ENTRIES PROVIDED:
Start of Block

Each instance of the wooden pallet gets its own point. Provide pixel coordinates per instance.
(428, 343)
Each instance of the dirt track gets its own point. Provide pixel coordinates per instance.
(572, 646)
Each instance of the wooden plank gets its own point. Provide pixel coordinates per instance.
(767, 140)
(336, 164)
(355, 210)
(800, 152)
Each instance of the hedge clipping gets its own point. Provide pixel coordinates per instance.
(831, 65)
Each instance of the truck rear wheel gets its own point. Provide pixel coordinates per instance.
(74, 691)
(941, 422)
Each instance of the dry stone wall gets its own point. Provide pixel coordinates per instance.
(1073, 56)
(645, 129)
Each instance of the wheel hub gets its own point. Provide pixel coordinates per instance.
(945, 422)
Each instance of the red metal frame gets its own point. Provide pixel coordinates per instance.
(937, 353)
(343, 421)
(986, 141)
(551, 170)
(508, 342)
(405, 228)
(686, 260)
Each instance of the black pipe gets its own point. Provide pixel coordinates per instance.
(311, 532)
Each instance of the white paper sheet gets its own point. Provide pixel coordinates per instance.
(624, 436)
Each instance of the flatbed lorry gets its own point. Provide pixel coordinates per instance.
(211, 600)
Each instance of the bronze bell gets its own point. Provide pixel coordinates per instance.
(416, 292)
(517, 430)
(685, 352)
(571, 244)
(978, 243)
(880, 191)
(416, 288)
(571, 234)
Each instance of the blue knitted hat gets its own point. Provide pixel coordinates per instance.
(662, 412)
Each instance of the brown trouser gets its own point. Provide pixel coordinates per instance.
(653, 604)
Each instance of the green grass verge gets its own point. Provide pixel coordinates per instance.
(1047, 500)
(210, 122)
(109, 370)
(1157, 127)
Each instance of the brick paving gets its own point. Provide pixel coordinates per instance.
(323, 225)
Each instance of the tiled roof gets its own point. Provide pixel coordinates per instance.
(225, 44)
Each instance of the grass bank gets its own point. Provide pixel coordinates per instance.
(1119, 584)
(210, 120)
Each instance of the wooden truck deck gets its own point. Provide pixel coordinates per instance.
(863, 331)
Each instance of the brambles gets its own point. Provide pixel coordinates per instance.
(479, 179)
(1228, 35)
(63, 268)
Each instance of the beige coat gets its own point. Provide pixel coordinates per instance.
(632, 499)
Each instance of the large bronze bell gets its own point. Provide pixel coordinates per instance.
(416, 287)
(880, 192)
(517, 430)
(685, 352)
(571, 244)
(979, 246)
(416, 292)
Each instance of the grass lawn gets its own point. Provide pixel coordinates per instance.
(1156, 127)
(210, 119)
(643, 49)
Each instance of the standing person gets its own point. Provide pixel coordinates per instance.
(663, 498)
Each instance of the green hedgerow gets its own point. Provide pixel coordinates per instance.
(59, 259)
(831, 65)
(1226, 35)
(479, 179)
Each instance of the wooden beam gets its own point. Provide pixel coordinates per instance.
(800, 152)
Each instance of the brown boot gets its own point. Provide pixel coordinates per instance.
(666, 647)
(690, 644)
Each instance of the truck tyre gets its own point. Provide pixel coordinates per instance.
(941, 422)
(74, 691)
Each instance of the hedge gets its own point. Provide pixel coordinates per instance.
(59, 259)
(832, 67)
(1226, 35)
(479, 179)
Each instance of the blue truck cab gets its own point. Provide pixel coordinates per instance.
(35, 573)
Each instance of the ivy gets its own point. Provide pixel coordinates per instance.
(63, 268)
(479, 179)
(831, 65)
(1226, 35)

End of Block

PROBLEM REQUIREMENTS: May I have the entries returned exactly, with every line in place?

REPLY TO THE TASK:
Each instance of the wooden pallet gets its own point. Provide pixel coordinates per instance.
(428, 343)
Each instance of the dirt track gets its own point. Provide pixel coordinates per instance.
(572, 646)
Each instance of the wooden plank gets its own point. Provide pixel coordinates per instance.
(767, 140)
(336, 164)
(355, 210)
(800, 152)
Each instance of the hedge clipping gets its own point. Provide pixel coordinates per instance.
(831, 65)
Each instance of the truck rear wheel gets its own point. Provide pixel coordinates per instance.
(74, 691)
(941, 422)
Each instance of the dry stone wall gets its own point. Provide pixel coordinates per instance.
(1073, 56)
(645, 129)
Each instance of the wheel hub gets its own point. Provide pixel coordinates per instance.
(945, 422)
Each instance of the red metal frame gets its own point. Provide pixel coordinates per instance.
(937, 353)
(343, 421)
(986, 141)
(551, 170)
(508, 342)
(405, 228)
(686, 260)
Each instance of the black pipe gets its own point. Provide pixel coordinates per instance.
(311, 532)
Each instance of the white paper sheet gets its own point. Provide pixel coordinates per instance.
(624, 436)
Each instance of the flatbed lorry gets its own point. Provide pixel coordinates per instance.
(211, 600)
Each instance of the bronze bell gets its own point. Provide pixel coordinates per instance.
(416, 292)
(517, 430)
(685, 352)
(571, 244)
(978, 243)
(880, 191)
(416, 288)
(571, 234)
Each instance of the blue knitted hat gets its own point. Provide pixel coordinates per instance.
(662, 412)
Each instance of the brown trouser gets its own point. Provide pixel coordinates per instance.
(653, 604)
Each instance of the green grass verge gets its own point. Provide pixel coordinates per instance.
(1047, 500)
(210, 122)
(109, 370)
(1157, 127)
Each instance of the brick paving gets its own point. Provide pixel coordinates per instance.
(323, 225)
Each instance of the tiled roof gets its own point. Provide pixel coordinates per instance.
(225, 44)
Each instance of the grass bank gets its own point. Provide pixel coordinates per instance.
(1119, 584)
(210, 120)
Each instance of the wooden truck deck gets its own point. Provide pixel coordinates per instance.
(863, 331)
Each instance of the brambles gets its own point. Provide pixel coordinates per instance.
(479, 179)
(1228, 35)
(63, 268)
Each instance of the beige coat gets its own point. Provide pixel coordinates per instance.
(632, 499)
Each instance of the large bronze bell gets its own point. Provide pixel coordinates per instance.
(416, 287)
(880, 192)
(517, 430)
(685, 352)
(571, 244)
(979, 246)
(416, 292)
Each instance of the grass lawn gets its own point. Provide pixel coordinates per instance.
(1156, 127)
(210, 119)
(643, 49)
Each instance of the standing person gets its own point. Provide pixel coordinates per instance.
(663, 498)
Each instance of the green hedgerow gets its own point. Provide pixel coordinates per instance.
(59, 259)
(831, 65)
(1226, 35)
(479, 179)
Each instance of the wooden beam gets its own point. Provide pixel coordinates per instance.
(800, 152)
Each instance of the brown boot gets its own point. Provide pixel coordinates per instance.
(666, 647)
(690, 644)
Each instance of the truck tyre gets its own point. Provide pixel coordinates per instance.
(941, 422)
(74, 691)
Each instance of the hedge gets its own point. Provide pixel coordinates per instance.
(59, 259)
(832, 67)
(1226, 35)
(479, 179)
Each instance of the blue truck cab gets its own point. Provide pixel coordinates per instance.
(35, 573)
Each instance of the ivy gets its own point. Provide pixel coordinates per instance.
(63, 268)
(479, 179)
(831, 65)
(1226, 35)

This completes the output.